After reading each line of the entries, give the number of lines that contain "queried" and nothing else.

##### Supplied entries

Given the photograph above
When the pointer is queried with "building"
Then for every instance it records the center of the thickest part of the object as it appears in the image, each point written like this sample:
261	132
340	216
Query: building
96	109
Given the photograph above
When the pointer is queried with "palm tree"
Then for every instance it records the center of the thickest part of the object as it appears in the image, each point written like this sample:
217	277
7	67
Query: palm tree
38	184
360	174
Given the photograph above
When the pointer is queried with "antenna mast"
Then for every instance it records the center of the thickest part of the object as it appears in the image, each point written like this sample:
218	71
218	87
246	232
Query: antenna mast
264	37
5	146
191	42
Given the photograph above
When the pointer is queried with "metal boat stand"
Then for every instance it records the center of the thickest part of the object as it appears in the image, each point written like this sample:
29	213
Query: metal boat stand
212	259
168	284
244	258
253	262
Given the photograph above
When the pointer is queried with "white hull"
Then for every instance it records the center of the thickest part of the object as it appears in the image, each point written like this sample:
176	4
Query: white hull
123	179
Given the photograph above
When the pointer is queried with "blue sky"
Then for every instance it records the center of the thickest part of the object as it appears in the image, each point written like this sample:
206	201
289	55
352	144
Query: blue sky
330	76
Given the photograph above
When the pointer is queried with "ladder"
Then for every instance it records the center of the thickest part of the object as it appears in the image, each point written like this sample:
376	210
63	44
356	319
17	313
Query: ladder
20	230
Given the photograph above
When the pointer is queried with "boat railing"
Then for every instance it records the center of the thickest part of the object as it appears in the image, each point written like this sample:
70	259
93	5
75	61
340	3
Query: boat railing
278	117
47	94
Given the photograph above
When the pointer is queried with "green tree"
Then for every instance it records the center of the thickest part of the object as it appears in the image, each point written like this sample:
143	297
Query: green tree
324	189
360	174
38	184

##########

■ Solved problem: 9